SOURCE PASSAGE:
◇ ◇ ◇ ◇ ◇ ◇ ◇

People v. Teresinski

MANUEL, J.

I dissent. I would reverse the order of dismissal and direct the trial court to deny the motion to suppress evidence. In my opinion Officer Rocha did not lack an objectively reasonable basis for suspecting that defendant or his passengers were violating the Dixon curfew ordinance (§ 16.2, Dixon City Code). Even if the detention were unlawful, however, the Dixon police officer’s conduct does not taint nor require the exclusion of the identification testimony of Colin Cady, the victim of the Woodland robbery, or the exclusion of the photographs taken by the Woodland police during defendant’s booking on the robbery charges.

Circumstances short of probable cause to make an arrest may justify an officer stopping pedestrians or motorists for questioning. (In re Tony C. (1978) 21 Cal.3d 888, 892 [148 Cal.Rptr. 366, 582 P.2d 957]; People v. Harris (1975) 15 Cal.3d 384, 388-389 [124 Cal.Rptr. 536, 540 P.2d 632]; Cunha v. Superior Court (1970) 2 Cal.3d 352, 355 [85 Cal.Rptr. 160, 466 P.2d 704]; Irwin v. Superior Court (1969) 1 Cal.3d 423, 426-427 [82 Cal.Rptr. 484, 462 P.2d 12]; People v. Mickelson (1963) 59 Cal.2d 448, 450 [30 Cal.Rptr. 18, 380 P.2d 658]; People v. One 1960 Cadillac Coupe (1964) 62 Cal.2d 92, 95-96 [41 Cal.Rptr. 290, 396 P.2d 706].) As stated in Tony C., the application of the rules is based on a determination of “‘the reasonableness in all the circumstances of the particular governmental invasion of a citizen’s personal security.’ (Terry v. Ohio [1968] 392 U.S. at p. 19 [20 L.Ed.2d at p. 904]).” (21 Cal.3d at p. 892; italics added.)

In the present case there was an abundance of objective facts that justified Officer Rocha’s honest and strong belief that the occupants of the vehicle might be in violation of the curfew ordinance. (See In re Nancy C. (1972) 28 Cal.App.3d 747 [105 Cal.Rptr. 113].) He observed a car he did not recognize, apparently occupied by juveniles, driving be*466tween 2 and 3 a.m. in the business district of a relatively small town. Although he knew that the curfew law contained a provision exempting juveniles traveling to or from “some lawful business or place or dance,” he had no way of determining whether the exception applied without detaining and questioning the occupants of the vehicle. In light of the strong possibility that, the exception did not apply, such detention and questioning was fully justified. In my opinion, there can be no question of “the reasonableness in all the circumstances of the particular governmental invasion.”

◇ ◇ ◇ ◇ ◇ ◇ ◇

ENTRIES PROVIDED:
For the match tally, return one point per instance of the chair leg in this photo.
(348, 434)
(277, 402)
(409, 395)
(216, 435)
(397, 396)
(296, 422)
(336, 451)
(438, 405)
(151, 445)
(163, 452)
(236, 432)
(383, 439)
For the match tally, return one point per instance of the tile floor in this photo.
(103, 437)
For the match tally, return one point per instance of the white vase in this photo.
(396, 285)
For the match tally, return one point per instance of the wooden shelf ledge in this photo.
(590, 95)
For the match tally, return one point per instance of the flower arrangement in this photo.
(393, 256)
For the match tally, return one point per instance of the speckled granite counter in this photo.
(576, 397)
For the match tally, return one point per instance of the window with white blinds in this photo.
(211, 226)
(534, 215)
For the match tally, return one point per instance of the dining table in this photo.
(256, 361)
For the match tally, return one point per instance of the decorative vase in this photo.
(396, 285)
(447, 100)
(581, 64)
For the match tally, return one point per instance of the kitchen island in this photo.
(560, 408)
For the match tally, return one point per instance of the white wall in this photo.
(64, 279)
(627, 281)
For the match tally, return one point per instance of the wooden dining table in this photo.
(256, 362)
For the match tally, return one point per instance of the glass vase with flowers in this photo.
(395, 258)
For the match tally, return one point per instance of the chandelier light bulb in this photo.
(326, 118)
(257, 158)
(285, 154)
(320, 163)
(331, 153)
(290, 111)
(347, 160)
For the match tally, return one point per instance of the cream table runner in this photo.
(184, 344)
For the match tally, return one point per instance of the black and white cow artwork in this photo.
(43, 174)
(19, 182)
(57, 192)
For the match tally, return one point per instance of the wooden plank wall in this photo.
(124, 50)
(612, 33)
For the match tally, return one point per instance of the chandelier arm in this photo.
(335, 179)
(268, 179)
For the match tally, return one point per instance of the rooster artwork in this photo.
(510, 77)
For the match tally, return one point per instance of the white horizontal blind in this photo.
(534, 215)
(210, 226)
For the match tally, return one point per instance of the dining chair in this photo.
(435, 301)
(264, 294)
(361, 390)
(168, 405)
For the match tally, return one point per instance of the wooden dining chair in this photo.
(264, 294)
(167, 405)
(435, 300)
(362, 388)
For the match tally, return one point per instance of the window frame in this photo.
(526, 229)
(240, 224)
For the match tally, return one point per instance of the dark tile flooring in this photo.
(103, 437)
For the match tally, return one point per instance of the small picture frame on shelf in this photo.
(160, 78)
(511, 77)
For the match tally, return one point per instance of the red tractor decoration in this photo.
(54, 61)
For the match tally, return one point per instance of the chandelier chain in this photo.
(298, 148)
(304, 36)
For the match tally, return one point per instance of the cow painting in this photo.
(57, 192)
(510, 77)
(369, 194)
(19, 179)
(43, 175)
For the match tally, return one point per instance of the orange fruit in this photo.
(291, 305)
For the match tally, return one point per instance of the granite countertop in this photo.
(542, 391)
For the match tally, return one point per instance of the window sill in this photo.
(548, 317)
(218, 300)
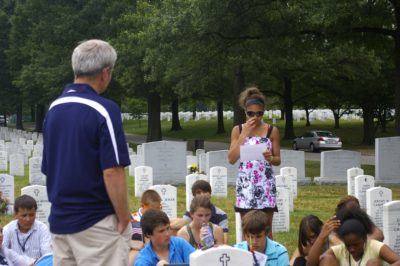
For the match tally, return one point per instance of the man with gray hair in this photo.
(84, 156)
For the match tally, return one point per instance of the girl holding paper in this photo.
(255, 185)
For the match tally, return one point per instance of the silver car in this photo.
(317, 140)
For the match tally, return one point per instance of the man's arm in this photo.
(115, 182)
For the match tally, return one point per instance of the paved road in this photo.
(214, 146)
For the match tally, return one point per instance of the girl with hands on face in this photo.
(255, 185)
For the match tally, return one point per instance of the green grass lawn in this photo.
(312, 199)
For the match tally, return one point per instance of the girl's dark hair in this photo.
(251, 96)
(255, 222)
(309, 223)
(354, 221)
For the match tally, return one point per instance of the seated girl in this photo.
(356, 249)
(195, 232)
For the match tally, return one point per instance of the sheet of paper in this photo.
(261, 258)
(252, 152)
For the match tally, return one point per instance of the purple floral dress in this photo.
(255, 185)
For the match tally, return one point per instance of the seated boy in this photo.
(150, 200)
(25, 235)
(162, 247)
(255, 231)
(218, 216)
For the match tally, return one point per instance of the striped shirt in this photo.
(82, 137)
(35, 243)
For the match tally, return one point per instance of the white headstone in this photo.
(36, 177)
(285, 182)
(391, 225)
(221, 256)
(294, 159)
(351, 174)
(281, 219)
(387, 160)
(168, 160)
(143, 179)
(361, 184)
(7, 191)
(3, 161)
(220, 158)
(376, 198)
(169, 199)
(17, 166)
(191, 160)
(291, 172)
(202, 163)
(219, 181)
(190, 179)
(39, 193)
(200, 151)
(334, 165)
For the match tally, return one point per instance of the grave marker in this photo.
(376, 198)
(281, 219)
(219, 181)
(221, 256)
(361, 184)
(39, 193)
(190, 179)
(169, 198)
(351, 174)
(143, 179)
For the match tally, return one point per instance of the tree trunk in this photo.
(154, 121)
(307, 117)
(19, 124)
(220, 117)
(39, 114)
(239, 116)
(176, 125)
(288, 102)
(368, 125)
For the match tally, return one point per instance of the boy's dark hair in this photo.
(354, 221)
(255, 222)
(310, 223)
(24, 202)
(201, 185)
(150, 196)
(151, 219)
(343, 203)
(200, 202)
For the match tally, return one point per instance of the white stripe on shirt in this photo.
(99, 108)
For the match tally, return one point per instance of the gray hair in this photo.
(91, 56)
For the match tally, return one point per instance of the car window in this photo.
(325, 134)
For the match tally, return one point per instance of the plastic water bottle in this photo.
(208, 241)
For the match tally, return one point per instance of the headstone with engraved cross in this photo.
(221, 256)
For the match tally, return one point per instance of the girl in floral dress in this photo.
(255, 185)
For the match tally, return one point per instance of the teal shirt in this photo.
(277, 254)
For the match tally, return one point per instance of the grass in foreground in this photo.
(312, 199)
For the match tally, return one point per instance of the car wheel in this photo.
(312, 147)
(295, 146)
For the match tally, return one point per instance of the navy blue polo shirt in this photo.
(82, 136)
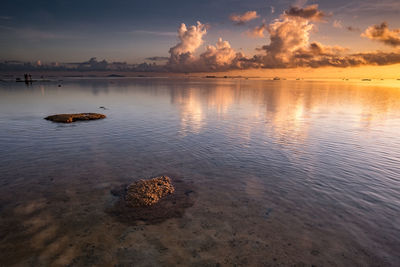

◇ ◇ ◇ ◇ ◇ ◇ ◇

TASKS:
1. In the dissent in People v. Teresinski, write out the passage that begins at the words "People v. Teresinski" and stops after "the robbery charges.", replacing "robbery" with "holdup".
2. Translate this sentence from the dissent in People v. Teresinski into Spanish: "I would reverse the order of dismissal and direct the trial court to deny the motion to suppress evidence."

SOLUTION SET:
1.
People v. Teresinski

MANUEL, J.

I dissent. I would reverse the order of dismissal and direct the trial court to deny the motion to suppress evidence. In my opinion Officer Rocha did not lack an objectively reasonable basis for suspecting that defendant or his passengers were violating the Dixon curfew ordinance (§ 16.2, Dixon City Code). Even if the detention were unlawful, however, the Dixon police officer’s conduct does not taint nor require the exclusion of the identification testimony of Colin Cady, the victim of the Woodland holdup, or the exclusion of the photographs taken by the Woodland police during defendant’s booking on the holdup charges.

2. Revocaría la orden de sobreseimiento y ordenaría al tribunal de primera instancia que denegara la moción de supresión de pruebas.